Bedding

Jake,

Take the trigger assembly off and fill with modeling clay or play doh. Gently wipe the release agent over the clay/playdoh. When you pull the action out, some of the clay/playdoh may stick to the bedding compound, but just wipe it away with a paper towel.



Use the pins that came out of the trigger assembly to push the clay out of the holes, unless you have some same diameter wire laying around. It is a bit scary the first time you set the action in a stock filled with compound, but rest assured when you put on enough release agent, it will come out.
 
Pats the ninja with that stuff. Marine Tex was his idea. It's been excellent for me. I should buy a gallon of the stuff.
 
nvbroncrider":2bg2fuus said:
So what your saying is cover the whole stock and action in release agent if you don't want anything there and then cover it again.
Remove everything as already noted.

I NEVER put any on the stock. Use blue masking tape (easy to remove) on whatever part of the stock you don't want to get bedding material on. It will peel off easily whether before or after the bedding material is completely dry, and there is no residue. Works like a charm.

You can't put too many layers of Kiwi on the action, but be sure to buff it all off just like waxing the car. You only need a microscopic layer on there, and anything else will make the bedding job look horrid. Leaving too much on is a common first timer error.

Use bolts with the head cut off to center the action in the action screw holes. I usually use the same blue tapewrapped around the bolts to make them "just" fit into the stock. This centers the action, centers the screws in the holes, and really does help. Again, apply Kiwi or release agent of choice.

Don't forget to apply tape to appropriate surfaces EXCEPT the rear of the recoil lug.

I squirt a small amount of WD-40 into a glass baby food jar and then use slightly damp Q-tips to remove excess bedding material once the action has been placed in the stock. It works great.

Kiwi can also be applied to the Play-Doh or whatever you use so it doesn't stick to the bedding material.

Good luck!
 
Yeah blue tape works wonders. Here is my daughters rifle. I use the tape in about 10 layers about 1.5 inches in front of the recoil lug. It does two things:

1. helps to center the barrel in the channel and assure free floating to the area of the tape.
2. builds a dam so the bedding compound looks nice and square to the barrel and perpendicular to the recoil lug.

 
And I do the same as Charlie.

Bed the recoil lug, and the 1.5 inches of chamber along with rear tang at same time.
then I go back and touch up any areas that the bedding didn't get to. Then I do the bottom metal completely. Then I skim bed the entire magazine area for weather proofing.

TO DO: According to the bedding text, what does the writer apply to parts of the stock that should stay free of bedding material? None of the entries are needed.

DATA ENTRIES:
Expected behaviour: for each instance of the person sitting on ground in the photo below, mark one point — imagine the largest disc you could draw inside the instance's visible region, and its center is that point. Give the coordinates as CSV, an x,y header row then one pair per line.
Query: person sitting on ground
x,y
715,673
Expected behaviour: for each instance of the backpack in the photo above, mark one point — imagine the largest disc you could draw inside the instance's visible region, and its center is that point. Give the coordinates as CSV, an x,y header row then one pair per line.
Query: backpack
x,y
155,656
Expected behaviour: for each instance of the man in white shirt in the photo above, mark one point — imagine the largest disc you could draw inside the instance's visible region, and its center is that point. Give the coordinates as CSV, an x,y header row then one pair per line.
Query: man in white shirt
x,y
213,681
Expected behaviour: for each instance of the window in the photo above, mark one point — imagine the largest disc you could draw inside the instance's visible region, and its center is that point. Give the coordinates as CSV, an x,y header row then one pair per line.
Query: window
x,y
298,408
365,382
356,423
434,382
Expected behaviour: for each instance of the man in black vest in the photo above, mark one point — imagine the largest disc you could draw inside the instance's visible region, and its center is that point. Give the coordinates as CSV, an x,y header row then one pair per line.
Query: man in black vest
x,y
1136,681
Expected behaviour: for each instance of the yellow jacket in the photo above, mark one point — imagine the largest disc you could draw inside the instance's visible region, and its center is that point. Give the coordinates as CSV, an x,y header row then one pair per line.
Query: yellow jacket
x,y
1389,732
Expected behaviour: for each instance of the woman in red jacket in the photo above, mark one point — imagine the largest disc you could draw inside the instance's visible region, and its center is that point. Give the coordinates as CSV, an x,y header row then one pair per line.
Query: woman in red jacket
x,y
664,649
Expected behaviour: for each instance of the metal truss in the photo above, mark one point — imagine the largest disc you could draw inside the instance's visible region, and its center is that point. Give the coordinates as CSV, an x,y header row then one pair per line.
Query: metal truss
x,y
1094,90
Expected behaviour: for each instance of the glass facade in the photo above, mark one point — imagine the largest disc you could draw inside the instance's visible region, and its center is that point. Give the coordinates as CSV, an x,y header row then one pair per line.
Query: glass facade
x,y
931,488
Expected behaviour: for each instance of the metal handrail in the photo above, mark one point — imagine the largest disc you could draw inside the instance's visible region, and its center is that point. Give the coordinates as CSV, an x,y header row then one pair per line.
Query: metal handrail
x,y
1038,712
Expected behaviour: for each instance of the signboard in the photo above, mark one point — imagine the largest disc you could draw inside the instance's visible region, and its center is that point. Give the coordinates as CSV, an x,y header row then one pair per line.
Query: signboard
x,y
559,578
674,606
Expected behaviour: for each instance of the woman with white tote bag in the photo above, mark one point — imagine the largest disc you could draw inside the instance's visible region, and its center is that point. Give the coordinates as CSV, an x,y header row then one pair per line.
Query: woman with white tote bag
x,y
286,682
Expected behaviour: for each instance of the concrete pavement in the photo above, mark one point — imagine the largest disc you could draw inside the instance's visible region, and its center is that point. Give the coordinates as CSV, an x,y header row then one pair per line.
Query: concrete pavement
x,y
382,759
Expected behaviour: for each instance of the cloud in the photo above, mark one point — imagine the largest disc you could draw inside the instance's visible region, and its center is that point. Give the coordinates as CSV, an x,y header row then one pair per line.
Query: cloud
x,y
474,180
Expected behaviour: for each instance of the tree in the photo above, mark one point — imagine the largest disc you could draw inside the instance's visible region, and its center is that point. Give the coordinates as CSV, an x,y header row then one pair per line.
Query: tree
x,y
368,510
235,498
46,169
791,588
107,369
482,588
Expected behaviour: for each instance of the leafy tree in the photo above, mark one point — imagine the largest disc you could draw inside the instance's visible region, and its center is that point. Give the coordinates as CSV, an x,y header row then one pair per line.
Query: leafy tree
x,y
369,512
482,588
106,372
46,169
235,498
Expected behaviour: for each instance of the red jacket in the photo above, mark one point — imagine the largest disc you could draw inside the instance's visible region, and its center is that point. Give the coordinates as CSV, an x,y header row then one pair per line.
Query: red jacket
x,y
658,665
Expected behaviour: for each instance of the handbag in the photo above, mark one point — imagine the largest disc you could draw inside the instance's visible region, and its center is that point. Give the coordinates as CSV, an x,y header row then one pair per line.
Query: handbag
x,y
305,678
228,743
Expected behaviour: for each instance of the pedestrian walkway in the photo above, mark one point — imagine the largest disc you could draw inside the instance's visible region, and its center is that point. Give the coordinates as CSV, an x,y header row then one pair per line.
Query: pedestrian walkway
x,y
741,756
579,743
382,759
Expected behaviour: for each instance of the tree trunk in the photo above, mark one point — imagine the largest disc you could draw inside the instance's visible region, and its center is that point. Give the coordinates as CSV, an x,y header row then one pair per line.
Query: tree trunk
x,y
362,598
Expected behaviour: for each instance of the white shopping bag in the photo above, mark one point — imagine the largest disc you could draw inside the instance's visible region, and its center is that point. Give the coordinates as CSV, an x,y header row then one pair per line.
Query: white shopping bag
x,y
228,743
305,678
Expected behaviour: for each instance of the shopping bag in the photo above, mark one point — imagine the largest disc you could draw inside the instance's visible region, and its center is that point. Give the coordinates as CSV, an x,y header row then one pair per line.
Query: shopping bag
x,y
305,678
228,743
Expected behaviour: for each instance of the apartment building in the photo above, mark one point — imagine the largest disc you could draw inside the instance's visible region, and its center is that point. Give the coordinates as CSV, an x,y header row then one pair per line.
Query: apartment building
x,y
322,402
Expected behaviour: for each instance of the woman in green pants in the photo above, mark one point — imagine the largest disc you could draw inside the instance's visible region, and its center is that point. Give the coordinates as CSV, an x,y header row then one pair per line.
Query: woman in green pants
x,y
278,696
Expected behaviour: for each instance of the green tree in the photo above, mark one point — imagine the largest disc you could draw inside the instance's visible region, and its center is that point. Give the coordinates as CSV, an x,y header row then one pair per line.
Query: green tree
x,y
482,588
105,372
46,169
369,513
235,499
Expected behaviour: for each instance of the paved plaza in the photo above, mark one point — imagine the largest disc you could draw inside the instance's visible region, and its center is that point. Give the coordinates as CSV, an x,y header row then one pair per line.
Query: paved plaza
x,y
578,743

CORRECT RESULT: Blue masking tape.